L’EP Big Cities contient cependant une autre perle, une chanson d’amour – ben oui, on ne se refait pas ! – intitulée « Darkside Baby Doll ». Les paroles sont très oniriques et la mélodie envoûtante. Un joli petit chef-d’œuvre ! Mais il y a surtout « Mutation », la chanson éponyme de l’album, alors, encore à paraître. Il s’agit là d’une version remixée. On nage dans l’électronique pure, totalement assumée, futuriste, et mieux, transcendée, avec une intro au vocoder d’anthologie, tout le reste étant de la même très belle eau. Absolument superbe ! Cela promet donc un futur album tout à fait intéressant. D’autant plus qu’il y a du monde sur le pont.
++++++++
D’après le passage à lire, comment s’intitule la chanson d’amour de l’EP Big Cities ?
++++++++
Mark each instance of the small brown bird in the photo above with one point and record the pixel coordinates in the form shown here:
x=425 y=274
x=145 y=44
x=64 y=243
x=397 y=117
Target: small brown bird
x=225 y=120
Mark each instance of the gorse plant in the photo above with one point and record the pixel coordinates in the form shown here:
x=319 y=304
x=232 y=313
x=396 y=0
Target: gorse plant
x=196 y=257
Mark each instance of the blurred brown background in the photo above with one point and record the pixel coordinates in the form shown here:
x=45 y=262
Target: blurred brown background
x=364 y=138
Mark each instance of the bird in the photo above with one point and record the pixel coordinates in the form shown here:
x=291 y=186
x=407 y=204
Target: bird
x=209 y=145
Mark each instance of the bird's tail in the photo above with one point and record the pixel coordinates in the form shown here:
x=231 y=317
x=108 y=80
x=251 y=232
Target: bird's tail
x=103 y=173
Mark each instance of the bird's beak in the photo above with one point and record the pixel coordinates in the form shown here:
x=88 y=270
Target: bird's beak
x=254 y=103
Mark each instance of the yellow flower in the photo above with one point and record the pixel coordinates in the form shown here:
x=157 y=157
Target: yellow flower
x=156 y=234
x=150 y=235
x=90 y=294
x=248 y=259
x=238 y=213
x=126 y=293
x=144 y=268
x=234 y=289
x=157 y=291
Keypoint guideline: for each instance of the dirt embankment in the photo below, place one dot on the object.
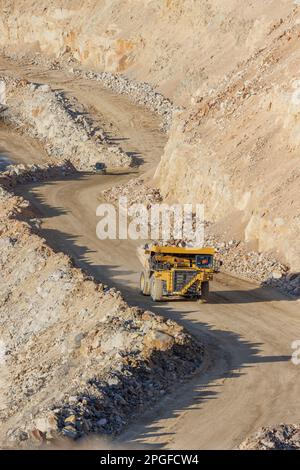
(235, 148)
(75, 359)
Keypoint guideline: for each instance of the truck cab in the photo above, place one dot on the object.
(171, 271)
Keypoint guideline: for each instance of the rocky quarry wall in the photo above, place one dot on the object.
(235, 146)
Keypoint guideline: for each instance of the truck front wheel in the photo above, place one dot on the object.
(145, 283)
(204, 291)
(156, 289)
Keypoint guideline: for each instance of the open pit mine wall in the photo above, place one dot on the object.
(236, 146)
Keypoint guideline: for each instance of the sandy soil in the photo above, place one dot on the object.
(249, 380)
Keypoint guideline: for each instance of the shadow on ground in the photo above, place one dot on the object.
(230, 355)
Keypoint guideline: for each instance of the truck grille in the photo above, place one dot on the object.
(181, 278)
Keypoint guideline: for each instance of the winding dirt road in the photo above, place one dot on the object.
(248, 379)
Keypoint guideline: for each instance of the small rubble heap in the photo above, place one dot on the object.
(140, 93)
(61, 126)
(282, 437)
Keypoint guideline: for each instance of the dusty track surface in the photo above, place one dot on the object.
(248, 379)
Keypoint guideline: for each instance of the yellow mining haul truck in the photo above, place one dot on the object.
(174, 271)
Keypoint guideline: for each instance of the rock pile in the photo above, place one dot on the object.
(63, 129)
(22, 174)
(136, 191)
(76, 358)
(283, 437)
(141, 93)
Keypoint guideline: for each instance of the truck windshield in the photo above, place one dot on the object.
(204, 261)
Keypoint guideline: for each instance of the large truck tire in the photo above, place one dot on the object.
(145, 283)
(156, 289)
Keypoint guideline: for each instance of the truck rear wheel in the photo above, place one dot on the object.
(145, 283)
(204, 291)
(156, 289)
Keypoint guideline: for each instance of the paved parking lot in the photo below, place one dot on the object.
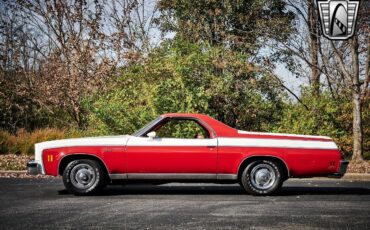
(301, 204)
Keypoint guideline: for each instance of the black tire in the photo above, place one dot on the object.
(84, 177)
(262, 177)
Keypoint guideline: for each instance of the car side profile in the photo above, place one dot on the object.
(188, 148)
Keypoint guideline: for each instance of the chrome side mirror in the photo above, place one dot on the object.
(151, 135)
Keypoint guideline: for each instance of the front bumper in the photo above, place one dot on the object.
(342, 169)
(33, 168)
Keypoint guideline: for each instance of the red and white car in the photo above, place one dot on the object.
(188, 148)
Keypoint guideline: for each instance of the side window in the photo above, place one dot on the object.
(182, 128)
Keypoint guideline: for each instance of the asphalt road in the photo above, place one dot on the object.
(301, 204)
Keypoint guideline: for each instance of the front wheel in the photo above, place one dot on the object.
(83, 177)
(262, 177)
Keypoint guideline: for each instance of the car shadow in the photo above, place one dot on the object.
(116, 190)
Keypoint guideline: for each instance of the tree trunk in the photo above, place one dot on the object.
(314, 47)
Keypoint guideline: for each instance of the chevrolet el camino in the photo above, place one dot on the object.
(188, 148)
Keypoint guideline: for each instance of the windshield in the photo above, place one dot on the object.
(146, 127)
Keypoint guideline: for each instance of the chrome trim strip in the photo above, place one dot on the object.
(172, 176)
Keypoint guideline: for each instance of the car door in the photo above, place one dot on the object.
(177, 151)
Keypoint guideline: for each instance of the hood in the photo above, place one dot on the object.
(86, 141)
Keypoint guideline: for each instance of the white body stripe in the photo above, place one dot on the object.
(88, 141)
(145, 141)
(276, 143)
(283, 134)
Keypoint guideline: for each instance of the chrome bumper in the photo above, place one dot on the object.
(33, 168)
(342, 169)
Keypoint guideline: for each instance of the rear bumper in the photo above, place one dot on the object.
(342, 169)
(33, 168)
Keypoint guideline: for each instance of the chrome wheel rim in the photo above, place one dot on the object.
(83, 176)
(263, 176)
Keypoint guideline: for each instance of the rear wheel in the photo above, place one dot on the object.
(262, 177)
(83, 177)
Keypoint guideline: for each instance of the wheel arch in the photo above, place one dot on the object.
(246, 161)
(68, 158)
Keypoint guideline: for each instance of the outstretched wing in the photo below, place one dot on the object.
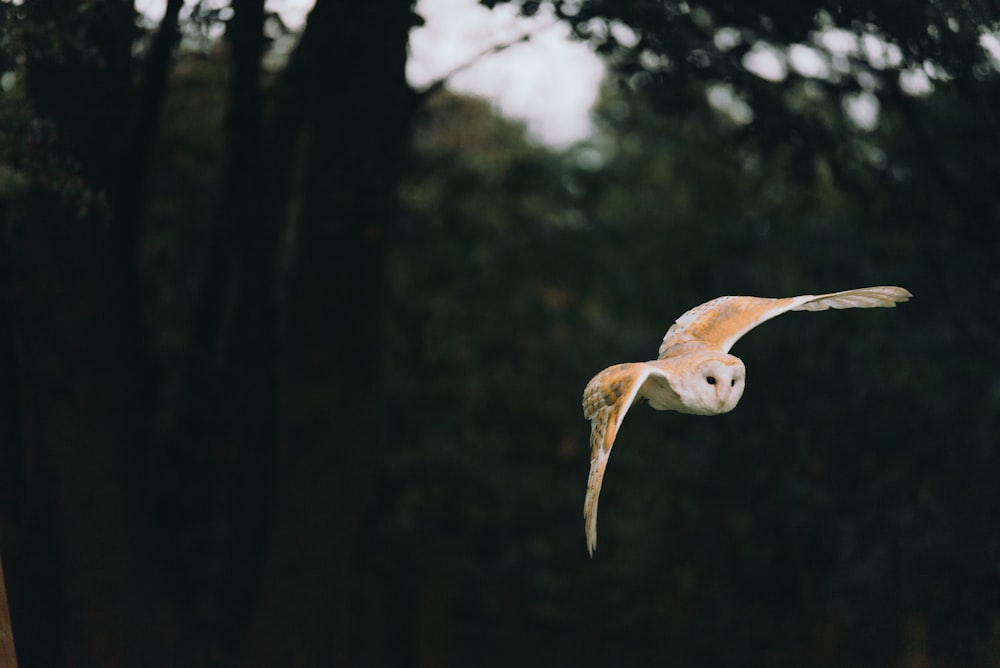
(606, 400)
(718, 324)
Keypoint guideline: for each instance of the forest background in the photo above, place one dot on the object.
(291, 354)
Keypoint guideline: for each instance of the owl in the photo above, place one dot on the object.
(694, 372)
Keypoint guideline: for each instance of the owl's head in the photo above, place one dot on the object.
(713, 385)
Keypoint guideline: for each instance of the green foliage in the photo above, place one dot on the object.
(832, 501)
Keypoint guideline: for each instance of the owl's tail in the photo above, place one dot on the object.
(598, 462)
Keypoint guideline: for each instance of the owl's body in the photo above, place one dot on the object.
(694, 372)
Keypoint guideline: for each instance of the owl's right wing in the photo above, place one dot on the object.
(719, 323)
(606, 400)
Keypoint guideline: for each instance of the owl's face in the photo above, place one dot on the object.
(713, 386)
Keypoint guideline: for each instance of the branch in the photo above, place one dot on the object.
(439, 83)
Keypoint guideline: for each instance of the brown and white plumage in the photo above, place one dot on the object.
(694, 372)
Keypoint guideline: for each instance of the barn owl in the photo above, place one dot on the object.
(694, 372)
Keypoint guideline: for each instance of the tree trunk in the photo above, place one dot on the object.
(356, 109)
(83, 373)
(8, 658)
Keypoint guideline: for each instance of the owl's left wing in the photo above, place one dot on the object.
(606, 400)
(719, 323)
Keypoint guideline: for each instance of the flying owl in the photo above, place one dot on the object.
(694, 372)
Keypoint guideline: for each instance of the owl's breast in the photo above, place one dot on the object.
(660, 395)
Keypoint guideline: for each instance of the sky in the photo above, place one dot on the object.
(549, 82)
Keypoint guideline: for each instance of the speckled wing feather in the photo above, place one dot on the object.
(606, 400)
(719, 323)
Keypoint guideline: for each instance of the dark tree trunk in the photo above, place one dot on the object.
(90, 564)
(347, 80)
(230, 389)
(8, 657)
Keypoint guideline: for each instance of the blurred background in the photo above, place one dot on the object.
(294, 326)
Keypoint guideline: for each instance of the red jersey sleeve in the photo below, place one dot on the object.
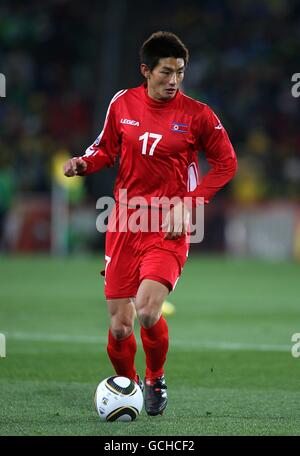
++++++++
| Réponse au défi |
« Darkside Baby Doll »